- _Extracted data_
§ §
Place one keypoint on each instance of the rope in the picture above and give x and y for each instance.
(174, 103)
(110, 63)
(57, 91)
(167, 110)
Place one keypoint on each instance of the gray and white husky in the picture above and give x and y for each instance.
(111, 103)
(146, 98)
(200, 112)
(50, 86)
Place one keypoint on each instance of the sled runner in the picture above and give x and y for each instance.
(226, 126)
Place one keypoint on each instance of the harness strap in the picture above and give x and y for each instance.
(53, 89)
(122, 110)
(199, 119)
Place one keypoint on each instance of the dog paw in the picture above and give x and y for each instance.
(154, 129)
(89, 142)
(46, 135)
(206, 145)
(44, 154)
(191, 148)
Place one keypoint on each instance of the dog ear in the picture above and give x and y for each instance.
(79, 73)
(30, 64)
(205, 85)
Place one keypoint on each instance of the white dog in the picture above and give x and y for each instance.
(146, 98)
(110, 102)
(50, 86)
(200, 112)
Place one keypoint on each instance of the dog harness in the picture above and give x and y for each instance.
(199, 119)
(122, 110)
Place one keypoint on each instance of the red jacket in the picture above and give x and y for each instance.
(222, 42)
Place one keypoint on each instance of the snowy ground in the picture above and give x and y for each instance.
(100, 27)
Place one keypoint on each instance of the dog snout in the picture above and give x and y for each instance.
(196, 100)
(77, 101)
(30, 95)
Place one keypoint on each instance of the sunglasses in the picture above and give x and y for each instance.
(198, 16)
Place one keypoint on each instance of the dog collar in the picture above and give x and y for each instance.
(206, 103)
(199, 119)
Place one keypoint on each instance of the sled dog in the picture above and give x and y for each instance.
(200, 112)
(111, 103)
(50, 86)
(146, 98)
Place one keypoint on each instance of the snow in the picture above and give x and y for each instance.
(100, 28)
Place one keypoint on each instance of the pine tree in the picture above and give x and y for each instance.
§ §
Reproduce the complete data exactly as presented above.

- _Correct response_
Place one keypoint on each instance of the rope in the picture above and give x and y for each instance.
(174, 103)
(110, 63)
(57, 91)
(167, 110)
Place one keypoint on each instance of the gray and white husky in the picture above and give x and y for each instance.
(111, 103)
(146, 98)
(200, 112)
(50, 86)
Place one keypoint on each instance of the sled runner in the picture above and give x and y for each instance.
(226, 126)
Place one keypoint on each instance of the harness strap in the picture above and give x and y for each instance.
(53, 89)
(122, 110)
(199, 119)
Place one keypoint on each instance of the dog paw in the picture above and give x and y for each instance.
(154, 129)
(89, 142)
(46, 135)
(206, 145)
(44, 154)
(191, 148)
Place one keypoint on each instance of the dog ear in the picture above and give x and y for each instance.
(79, 73)
(30, 64)
(205, 85)
Place one keypoint on each instance of the white dog in the picture above and give x and y for each instance.
(146, 98)
(110, 102)
(50, 86)
(200, 112)
Place one keypoint on each instance of the dog harness in the picture above and give x and y for each instance.
(199, 119)
(122, 110)
Place one keypoint on each instance of the red jacket in the picture above and give x and y for each instance.
(222, 42)
Place one keypoint on each instance of the snowy ground in the picture above and give x and y for each instance.
(100, 27)
Place one keypoint on each instance of the dog snout in the picture above and give x and y for each instance.
(196, 100)
(77, 101)
(30, 95)
Place one keypoint on each instance of the sunglasses in the picture above and give x and y for each instance.
(198, 16)
Place one keypoint on each instance of the dog collar in the picture above and give x and y for each instance.
(206, 103)
(199, 119)
Place one keypoint on each instance of the sled dog in the picture above and give x and y for each instance.
(200, 112)
(111, 103)
(50, 86)
(146, 98)
Place one keypoint on each instance of the snow in the picture above and give x and y for each instance.
(100, 28)
Place one keypoint on each instance of the pine tree in the picture above and give x and y for each instance.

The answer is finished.